• Task item: Write the next part of the news report below about Pakistan holding up Indian wheat shipments to Afghanistan, picking up after its final sentence.

• Source extract:
* * * * *

New Delhi, Dec 30: A callous Imran Khan government is refusing to allow Indian wheat shipments to Afghanistan pass through Pakistans territory at a time when the United Nations has warned that nearly half of Afghanistan’s population is starving.
The Imran Khan government has been dilly dallying over the proposal to allow Indian wheat and medicines to reach the people of Afghanistan even as Khan himself has been asking the world to help Afghanistan.
According to Khaama Press, an Afghan news agency, last week during the visit to Islamabad, the Foreign Minister of Taliban regime had asked Imran Khan to allow the shipment of 50,000 tonnes of Indian wheat and life-saving medicines to pass through its territory. After getting the promise from Khan, the Taliban authorities made an arrangement for trucks which would carry the wheat from Wagah on the India-Pakistan border to Kabul but the proposal could not move forward.

* * * * *

• Source information:

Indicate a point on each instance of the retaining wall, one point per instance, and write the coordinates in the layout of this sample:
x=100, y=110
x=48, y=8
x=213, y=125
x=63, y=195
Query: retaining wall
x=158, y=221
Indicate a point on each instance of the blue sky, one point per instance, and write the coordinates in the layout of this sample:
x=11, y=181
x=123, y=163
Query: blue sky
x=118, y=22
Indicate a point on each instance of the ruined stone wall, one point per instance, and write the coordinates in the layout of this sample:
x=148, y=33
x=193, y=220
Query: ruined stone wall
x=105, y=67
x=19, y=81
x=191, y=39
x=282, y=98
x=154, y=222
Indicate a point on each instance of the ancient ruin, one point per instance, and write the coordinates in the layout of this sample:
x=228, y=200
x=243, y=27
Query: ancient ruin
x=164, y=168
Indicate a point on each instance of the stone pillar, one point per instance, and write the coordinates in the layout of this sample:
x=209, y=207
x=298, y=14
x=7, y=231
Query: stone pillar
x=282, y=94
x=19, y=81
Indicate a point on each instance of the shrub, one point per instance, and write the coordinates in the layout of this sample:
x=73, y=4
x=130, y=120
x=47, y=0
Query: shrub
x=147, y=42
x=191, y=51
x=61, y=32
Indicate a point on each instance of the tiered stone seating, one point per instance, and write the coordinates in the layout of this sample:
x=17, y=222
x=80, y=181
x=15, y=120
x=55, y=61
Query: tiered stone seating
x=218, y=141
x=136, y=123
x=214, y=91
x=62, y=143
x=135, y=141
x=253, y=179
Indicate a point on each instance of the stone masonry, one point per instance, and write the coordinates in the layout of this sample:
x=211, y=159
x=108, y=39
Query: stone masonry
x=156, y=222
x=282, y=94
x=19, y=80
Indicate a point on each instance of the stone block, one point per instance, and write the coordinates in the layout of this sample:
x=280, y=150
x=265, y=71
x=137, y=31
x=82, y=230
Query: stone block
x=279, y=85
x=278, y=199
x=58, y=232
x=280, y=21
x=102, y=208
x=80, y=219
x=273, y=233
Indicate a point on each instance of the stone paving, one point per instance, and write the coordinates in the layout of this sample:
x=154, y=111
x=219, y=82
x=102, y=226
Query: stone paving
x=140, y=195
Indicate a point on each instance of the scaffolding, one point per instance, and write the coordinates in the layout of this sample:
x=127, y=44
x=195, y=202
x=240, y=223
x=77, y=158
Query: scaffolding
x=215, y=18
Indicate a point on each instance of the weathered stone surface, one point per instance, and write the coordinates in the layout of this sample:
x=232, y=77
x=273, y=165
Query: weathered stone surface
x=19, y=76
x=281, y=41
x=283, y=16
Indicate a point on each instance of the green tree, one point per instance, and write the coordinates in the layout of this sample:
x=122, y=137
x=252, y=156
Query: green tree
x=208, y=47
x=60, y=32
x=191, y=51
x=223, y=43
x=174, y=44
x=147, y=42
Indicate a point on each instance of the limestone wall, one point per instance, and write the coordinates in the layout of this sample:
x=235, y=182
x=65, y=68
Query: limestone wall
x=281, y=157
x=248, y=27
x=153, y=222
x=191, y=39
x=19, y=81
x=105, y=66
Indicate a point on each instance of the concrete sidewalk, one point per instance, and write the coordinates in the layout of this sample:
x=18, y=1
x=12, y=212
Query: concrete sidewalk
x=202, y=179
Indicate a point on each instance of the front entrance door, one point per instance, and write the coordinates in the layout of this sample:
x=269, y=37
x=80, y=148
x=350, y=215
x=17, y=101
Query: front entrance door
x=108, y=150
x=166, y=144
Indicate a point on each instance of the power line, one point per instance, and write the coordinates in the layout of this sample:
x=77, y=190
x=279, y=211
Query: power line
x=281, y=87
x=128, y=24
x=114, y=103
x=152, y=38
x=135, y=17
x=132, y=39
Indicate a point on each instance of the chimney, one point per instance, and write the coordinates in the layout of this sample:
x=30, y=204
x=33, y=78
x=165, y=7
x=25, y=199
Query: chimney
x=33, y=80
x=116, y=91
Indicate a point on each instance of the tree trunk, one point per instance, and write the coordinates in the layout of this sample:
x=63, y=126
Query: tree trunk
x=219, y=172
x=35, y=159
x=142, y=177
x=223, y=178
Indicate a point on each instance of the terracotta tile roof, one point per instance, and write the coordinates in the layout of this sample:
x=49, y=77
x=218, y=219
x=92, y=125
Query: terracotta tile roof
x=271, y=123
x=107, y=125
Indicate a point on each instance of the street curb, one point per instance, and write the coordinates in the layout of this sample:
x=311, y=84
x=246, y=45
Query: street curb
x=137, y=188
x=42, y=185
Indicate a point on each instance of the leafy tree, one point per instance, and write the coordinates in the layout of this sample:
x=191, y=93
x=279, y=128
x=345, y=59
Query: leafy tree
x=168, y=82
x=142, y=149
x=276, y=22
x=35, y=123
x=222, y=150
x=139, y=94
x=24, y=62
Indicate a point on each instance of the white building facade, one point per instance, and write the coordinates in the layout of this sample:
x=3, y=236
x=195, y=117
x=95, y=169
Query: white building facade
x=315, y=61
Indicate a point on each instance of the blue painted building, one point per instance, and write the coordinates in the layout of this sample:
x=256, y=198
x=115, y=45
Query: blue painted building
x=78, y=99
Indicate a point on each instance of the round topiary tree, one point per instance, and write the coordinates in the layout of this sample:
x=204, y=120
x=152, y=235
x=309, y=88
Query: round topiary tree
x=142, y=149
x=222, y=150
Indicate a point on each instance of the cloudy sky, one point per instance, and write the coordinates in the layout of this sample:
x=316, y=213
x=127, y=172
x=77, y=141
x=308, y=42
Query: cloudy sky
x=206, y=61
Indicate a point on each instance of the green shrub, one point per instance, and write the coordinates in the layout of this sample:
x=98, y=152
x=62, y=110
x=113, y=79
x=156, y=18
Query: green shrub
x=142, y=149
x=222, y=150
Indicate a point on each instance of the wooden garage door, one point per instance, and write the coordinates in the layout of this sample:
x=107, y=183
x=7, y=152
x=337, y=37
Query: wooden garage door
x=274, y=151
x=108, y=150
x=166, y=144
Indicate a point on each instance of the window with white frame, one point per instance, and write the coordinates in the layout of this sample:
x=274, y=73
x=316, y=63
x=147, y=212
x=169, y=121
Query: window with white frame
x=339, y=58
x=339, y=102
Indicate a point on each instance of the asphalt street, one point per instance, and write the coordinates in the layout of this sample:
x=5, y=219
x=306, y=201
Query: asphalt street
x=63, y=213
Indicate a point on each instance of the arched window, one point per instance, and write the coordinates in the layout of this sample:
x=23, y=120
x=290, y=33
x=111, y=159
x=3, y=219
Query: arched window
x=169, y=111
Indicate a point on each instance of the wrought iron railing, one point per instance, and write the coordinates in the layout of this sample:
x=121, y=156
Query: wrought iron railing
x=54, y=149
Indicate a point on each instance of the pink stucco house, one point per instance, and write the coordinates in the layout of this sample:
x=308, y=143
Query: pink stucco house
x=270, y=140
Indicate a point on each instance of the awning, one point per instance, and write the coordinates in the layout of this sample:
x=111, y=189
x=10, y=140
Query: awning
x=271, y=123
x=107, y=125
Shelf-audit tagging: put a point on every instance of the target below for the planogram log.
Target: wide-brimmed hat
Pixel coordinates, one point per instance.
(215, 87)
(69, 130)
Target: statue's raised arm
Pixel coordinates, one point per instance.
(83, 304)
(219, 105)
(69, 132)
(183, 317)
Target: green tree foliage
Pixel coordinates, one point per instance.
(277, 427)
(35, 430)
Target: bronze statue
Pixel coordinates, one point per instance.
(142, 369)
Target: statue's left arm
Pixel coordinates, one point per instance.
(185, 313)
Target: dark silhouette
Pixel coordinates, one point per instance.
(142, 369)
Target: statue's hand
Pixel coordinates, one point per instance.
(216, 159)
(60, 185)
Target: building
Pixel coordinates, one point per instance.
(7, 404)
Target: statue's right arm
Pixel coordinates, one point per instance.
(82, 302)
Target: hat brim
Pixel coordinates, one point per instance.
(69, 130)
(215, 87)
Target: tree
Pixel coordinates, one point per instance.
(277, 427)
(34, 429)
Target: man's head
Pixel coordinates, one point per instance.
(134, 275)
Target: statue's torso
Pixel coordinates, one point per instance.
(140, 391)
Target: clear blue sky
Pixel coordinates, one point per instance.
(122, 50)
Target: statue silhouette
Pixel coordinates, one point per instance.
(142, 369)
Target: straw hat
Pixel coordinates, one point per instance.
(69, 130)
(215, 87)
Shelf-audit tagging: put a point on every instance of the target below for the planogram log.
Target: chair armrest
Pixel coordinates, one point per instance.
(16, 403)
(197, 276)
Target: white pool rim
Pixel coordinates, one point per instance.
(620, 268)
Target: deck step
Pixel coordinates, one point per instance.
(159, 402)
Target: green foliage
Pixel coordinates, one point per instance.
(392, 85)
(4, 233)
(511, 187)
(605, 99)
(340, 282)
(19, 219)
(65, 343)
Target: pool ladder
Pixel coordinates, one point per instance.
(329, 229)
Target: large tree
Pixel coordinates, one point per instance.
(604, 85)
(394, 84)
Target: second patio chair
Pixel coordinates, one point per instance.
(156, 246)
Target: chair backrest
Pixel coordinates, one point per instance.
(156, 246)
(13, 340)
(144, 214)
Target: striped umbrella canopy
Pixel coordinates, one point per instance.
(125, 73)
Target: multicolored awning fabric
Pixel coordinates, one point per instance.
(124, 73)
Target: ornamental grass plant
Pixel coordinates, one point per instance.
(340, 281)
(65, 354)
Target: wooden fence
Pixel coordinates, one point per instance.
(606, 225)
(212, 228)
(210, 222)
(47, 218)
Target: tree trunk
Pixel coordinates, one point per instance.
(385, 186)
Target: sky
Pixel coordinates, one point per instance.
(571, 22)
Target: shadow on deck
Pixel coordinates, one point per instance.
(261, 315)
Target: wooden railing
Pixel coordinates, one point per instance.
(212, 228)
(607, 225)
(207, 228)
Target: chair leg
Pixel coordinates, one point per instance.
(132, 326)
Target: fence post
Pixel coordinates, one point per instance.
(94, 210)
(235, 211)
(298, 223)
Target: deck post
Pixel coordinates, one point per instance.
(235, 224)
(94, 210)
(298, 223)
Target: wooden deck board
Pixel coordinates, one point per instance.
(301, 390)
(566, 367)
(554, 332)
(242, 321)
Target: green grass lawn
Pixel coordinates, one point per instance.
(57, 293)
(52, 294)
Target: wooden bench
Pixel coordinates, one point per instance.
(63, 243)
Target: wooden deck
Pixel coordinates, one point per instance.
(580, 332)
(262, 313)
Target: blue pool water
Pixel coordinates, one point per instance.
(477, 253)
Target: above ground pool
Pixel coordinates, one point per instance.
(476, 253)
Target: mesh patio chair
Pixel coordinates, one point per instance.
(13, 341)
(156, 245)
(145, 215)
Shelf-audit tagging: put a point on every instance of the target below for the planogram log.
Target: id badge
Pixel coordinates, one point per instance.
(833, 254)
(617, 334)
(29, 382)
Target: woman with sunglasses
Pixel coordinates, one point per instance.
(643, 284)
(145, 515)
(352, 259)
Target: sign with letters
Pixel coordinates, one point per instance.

* * * * *

• Exercise output:
According to Indian officials, the proposal to send wheat and medicines via Wagah border was sent to the Pakistani government on October 7 and more than a month later Pakistan acknowledged receiving the proposal. First Pakistan said that it would not allow the Indian trucks to go to Kabul via Pakistan. Then after a few days Imran Khan said that India should hire Pakistani trucks which will carry the wheat from Wagah to Kabul under UN supervision but this suggestion was rejected by India.
Finally, on December 3, the Imran Khan government said that it will allow Indian relief materials to be shipped via the border crossing only in Afghan trucks but with the condition that the entire process of shipment of 50,000 tonnes of wheat and other relief materials should be completed by December 31. However, it is impossible to accomplish the task of carrying such a huge consignment of goods in such a short period. The Indian government conveyed this problem to Pakistan, but so far there has been no response from Islamabad.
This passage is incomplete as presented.